>>>>

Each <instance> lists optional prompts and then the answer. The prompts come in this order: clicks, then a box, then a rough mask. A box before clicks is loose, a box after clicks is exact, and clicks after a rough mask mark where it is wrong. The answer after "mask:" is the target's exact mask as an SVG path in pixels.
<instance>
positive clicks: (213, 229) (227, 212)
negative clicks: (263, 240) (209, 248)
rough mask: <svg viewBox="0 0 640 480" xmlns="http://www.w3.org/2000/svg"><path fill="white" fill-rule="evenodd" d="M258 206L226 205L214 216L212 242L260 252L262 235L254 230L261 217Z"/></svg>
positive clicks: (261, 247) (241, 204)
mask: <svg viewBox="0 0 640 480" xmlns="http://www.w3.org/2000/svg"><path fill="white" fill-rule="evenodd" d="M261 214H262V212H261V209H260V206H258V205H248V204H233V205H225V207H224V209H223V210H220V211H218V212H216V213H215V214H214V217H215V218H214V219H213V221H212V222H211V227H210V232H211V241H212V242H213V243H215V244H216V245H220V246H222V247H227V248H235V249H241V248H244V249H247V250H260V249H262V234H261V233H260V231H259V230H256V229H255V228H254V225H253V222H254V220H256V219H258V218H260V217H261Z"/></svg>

<<<<

- _Task goal_
Return all lines of the data in which the string "instance" appears.

- _Solution to this problem_
Each <instance> lists optional prompts and then the answer. The prompts come in this order: clicks, then a box, then a rough mask. A box before clicks is loose, a box after clicks is exact, and clicks after a rough mask mark where it is wrong. The answer after "mask:" is the target's exact mask as an SVG path in pixels.
<instance>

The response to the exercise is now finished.